[Extracted records]
┌──
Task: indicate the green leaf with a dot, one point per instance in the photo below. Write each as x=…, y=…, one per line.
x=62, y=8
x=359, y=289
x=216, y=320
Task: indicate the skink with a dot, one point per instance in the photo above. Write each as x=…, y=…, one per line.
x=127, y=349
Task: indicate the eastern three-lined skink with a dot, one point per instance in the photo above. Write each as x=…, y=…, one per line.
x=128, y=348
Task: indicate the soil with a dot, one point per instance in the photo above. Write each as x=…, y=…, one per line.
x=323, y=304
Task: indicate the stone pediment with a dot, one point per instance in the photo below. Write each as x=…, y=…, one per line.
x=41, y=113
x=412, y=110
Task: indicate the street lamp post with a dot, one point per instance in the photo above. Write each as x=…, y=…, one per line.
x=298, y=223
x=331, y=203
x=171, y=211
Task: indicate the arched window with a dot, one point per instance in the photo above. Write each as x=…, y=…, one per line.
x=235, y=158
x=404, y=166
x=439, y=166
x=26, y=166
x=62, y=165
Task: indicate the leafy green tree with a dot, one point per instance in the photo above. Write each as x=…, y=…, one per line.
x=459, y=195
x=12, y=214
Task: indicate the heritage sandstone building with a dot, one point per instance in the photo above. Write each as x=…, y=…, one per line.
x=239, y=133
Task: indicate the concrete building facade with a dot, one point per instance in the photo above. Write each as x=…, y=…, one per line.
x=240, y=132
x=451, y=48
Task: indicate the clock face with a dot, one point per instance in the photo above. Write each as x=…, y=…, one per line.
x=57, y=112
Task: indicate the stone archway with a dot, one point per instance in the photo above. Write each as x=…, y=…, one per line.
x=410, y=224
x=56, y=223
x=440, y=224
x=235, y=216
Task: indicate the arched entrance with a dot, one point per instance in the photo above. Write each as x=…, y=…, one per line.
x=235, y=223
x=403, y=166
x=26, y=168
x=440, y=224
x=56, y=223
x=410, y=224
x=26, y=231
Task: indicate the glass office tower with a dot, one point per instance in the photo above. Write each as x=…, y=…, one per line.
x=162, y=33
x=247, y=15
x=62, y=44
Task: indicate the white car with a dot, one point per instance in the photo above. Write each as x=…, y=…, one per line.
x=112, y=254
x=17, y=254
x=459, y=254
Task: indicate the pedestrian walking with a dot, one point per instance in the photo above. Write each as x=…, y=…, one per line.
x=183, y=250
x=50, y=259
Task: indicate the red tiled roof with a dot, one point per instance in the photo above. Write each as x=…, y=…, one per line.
└──
Problem requirements >> Copy the records above, keeping each line identical.

Answer >>
Task: indicate the green leaf with a dot, one point per instance in the photo below. Write each as x=…, y=…, one per line.
x=62, y=8
x=359, y=289
x=216, y=320
Task: indicate the skink with a dot, one point per instance in the photo above. Write each as x=…, y=…, one per line.
x=127, y=349
Task: indicate the eastern three-lined skink with a dot, one point per instance in the photo above. Write each as x=…, y=…, one per line.
x=128, y=348
Task: indicate the soil with a dot, one point per instance in the photo above. Write each as x=…, y=…, one per line.
x=323, y=304
Task: indicate the stone pediment with a dot, one point per instance in the photo below. Write each as x=…, y=…, one per line.
x=41, y=113
x=412, y=110
Task: indicate the street lamp post with a dot, one point per instance in the photo above. Write each as x=…, y=…, one per line.
x=298, y=223
x=331, y=203
x=171, y=211
Task: indicate the arched window with a dot, one point per instance in the photo above. Write each as x=…, y=…, one per line.
x=235, y=158
x=404, y=166
x=439, y=166
x=26, y=166
x=62, y=165
Task: indicate the leafy green tree with a dot, one point per instance in the photo above. Write each as x=…, y=…, one per line.
x=459, y=195
x=12, y=214
Task: indicate the heritage sandstone building with a dot, one point per instance in the photo above. Write each as x=…, y=…, one per line.
x=239, y=133
Task: indicate the concrete building facade with a dot, one point per instance in the photo above. Write each as x=…, y=…, one per line.
x=240, y=132
x=451, y=48
Task: indicate the clock face with a dot, one point per instance in the photo above. Write each as x=…, y=…, one per line.
x=57, y=112
Task: indicate the stone archway with a dot, one point per instance in the photo above. Write each as x=…, y=…, one per line.
x=410, y=224
x=56, y=223
x=440, y=224
x=235, y=216
Task: indicate the arched entrance with a dot, one point per instance in the photo above. Write each as x=…, y=…, one per line.
x=235, y=223
x=403, y=166
x=26, y=168
x=440, y=224
x=56, y=223
x=410, y=224
x=26, y=231
Task: indicate the glass office tower with a dot, one point per instance in the photo above. Write each as x=…, y=…, one per line.
x=162, y=33
x=247, y=15
x=62, y=44
Task: indicate the white car with a dot, one point per instance in the photo above. Write each as x=…, y=…, one per line.
x=112, y=254
x=17, y=254
x=459, y=254
Task: indicate the pedestrian walking with a dot, one point per instance in the photo above. Write each as x=…, y=…, one per line.
x=183, y=250
x=50, y=259
Task: indicate the red tiled roof with a dot, one point per instance in the photo above. Write each as x=…, y=…, one per line.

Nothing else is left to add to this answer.